--- START Provided entries ---
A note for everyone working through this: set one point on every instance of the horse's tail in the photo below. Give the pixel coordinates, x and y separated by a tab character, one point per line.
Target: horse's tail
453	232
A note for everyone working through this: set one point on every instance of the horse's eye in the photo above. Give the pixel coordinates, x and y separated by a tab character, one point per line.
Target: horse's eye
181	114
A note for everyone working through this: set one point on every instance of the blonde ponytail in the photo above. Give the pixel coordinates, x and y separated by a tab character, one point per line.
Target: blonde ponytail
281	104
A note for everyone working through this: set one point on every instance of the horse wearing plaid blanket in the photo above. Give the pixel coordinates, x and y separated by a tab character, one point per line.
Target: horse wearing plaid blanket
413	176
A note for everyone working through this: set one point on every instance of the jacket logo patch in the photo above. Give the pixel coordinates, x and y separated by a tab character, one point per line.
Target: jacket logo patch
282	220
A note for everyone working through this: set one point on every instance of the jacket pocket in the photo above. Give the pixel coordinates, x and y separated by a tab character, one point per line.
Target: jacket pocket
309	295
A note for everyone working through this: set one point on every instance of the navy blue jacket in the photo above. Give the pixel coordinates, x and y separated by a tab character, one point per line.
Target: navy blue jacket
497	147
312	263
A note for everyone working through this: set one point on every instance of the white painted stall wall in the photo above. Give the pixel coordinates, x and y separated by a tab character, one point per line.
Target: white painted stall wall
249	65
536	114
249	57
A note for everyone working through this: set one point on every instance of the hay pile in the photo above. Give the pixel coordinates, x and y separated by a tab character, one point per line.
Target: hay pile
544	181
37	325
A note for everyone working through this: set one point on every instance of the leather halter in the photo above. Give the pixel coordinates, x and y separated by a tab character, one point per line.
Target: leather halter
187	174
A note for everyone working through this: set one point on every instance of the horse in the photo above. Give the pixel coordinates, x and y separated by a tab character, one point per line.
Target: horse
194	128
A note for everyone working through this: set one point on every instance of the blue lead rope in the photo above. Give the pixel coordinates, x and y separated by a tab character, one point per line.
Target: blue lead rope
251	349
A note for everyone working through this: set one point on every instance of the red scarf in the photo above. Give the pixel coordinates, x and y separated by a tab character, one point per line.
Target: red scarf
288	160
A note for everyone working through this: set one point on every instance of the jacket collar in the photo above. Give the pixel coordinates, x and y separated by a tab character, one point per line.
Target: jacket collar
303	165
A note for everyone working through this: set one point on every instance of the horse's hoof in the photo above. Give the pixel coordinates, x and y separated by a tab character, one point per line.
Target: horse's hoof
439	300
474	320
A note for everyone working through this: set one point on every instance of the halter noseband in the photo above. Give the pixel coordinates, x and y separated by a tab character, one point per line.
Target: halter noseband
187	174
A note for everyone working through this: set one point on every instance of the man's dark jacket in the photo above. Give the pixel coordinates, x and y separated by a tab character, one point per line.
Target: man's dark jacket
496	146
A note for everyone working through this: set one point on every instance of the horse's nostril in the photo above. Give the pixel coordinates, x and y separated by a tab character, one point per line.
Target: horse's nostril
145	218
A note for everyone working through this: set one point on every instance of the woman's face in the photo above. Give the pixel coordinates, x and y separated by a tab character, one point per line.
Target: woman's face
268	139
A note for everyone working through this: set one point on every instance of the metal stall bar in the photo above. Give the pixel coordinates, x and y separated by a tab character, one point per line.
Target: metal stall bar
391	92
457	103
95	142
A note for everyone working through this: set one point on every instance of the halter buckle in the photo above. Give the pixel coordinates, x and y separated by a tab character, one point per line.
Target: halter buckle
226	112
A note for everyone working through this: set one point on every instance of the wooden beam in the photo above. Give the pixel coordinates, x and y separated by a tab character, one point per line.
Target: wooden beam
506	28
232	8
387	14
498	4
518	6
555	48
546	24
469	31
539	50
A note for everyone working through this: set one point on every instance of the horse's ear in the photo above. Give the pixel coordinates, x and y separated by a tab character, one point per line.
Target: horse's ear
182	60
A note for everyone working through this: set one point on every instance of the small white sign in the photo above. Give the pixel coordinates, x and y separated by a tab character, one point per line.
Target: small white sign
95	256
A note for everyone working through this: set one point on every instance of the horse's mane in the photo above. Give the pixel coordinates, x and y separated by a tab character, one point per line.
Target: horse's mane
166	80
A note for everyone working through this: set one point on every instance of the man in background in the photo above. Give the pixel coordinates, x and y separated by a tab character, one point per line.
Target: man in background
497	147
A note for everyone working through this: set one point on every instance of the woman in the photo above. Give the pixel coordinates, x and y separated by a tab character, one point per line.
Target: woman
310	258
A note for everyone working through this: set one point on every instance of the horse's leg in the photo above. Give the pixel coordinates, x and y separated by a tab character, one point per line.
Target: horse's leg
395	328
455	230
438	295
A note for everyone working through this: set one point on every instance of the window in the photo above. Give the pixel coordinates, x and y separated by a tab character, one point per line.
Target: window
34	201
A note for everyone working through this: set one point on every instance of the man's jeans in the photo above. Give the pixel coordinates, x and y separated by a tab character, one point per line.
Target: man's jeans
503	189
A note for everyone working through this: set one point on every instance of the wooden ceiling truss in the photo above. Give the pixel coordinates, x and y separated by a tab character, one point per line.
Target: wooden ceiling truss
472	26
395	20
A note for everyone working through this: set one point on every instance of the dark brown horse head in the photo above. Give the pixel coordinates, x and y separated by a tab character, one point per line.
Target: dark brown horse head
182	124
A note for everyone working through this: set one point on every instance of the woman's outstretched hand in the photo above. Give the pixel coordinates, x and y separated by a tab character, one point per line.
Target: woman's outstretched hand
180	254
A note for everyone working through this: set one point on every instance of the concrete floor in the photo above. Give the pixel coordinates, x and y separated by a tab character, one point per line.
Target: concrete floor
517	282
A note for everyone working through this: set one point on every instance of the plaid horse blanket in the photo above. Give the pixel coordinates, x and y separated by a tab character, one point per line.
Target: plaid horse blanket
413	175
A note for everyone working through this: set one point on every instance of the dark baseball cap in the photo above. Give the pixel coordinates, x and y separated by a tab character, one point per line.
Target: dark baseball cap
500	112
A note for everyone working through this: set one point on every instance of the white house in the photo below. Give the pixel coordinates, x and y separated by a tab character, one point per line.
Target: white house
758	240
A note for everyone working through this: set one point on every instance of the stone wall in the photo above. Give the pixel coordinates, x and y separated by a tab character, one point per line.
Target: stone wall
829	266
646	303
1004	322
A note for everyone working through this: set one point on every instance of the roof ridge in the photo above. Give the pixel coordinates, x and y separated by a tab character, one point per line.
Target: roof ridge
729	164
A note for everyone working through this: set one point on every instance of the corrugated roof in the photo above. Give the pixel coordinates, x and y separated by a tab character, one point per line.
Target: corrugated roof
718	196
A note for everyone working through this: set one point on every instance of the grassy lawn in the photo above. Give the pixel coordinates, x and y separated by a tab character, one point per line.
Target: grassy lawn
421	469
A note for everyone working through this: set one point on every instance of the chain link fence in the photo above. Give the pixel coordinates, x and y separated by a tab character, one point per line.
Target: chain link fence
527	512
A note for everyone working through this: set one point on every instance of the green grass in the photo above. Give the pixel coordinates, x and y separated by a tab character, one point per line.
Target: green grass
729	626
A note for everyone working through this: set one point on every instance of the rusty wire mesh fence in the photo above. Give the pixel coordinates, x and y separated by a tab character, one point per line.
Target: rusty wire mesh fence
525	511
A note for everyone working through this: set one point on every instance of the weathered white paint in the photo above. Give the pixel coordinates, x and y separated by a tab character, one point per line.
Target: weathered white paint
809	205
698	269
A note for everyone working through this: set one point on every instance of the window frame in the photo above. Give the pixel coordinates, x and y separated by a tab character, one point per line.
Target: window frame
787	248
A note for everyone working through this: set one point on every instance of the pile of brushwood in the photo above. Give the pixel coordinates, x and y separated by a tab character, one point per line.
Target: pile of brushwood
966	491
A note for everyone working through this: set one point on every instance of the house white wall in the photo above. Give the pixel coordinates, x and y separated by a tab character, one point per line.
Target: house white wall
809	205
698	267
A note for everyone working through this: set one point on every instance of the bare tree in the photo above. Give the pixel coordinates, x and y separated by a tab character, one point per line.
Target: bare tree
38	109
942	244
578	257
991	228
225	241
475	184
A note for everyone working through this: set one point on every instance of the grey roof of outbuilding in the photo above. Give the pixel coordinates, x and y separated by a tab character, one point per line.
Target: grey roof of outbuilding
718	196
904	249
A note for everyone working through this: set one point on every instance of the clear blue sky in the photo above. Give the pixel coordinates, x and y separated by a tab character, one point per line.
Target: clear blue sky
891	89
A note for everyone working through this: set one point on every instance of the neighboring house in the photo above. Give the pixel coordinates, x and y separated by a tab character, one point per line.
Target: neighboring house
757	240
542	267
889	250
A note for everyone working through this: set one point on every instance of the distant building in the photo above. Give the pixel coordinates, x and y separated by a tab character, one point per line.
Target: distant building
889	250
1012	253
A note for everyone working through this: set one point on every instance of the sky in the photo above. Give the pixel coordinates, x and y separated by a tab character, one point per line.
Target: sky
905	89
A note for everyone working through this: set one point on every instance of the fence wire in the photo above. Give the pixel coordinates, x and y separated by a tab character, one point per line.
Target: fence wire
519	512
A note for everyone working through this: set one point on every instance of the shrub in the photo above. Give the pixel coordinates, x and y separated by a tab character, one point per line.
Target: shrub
--- END Provided entries ---
**Objective:** Return, word for word, every line from the line with "of the distant" to the final line of the data.

**The result:**
A note for everyone working through this: set one point on every instance of the distant building in the photo above. Give the pixel coordinates, x and y separated by a tab character, one point per line.
Target: distant building
889	250
1012	253
A note for everyone working through this: set one point on every instance of the sky in the photo above. Give the pixel coordinates, x and y separated by a tab character, one point per line.
Target: sky
905	89
A note for everyone working through this: set one point on every instance of the fence wire in the photo above. Give the pixel coordinates, x and y separated by a tab character, one point per line.
Target: fence wire
519	512
A note for everyone working through this: set one point on every instance of the shrub in the photo above. Give the pixel coordinates, x and y separated by a tab character, one point per line.
Target: shrub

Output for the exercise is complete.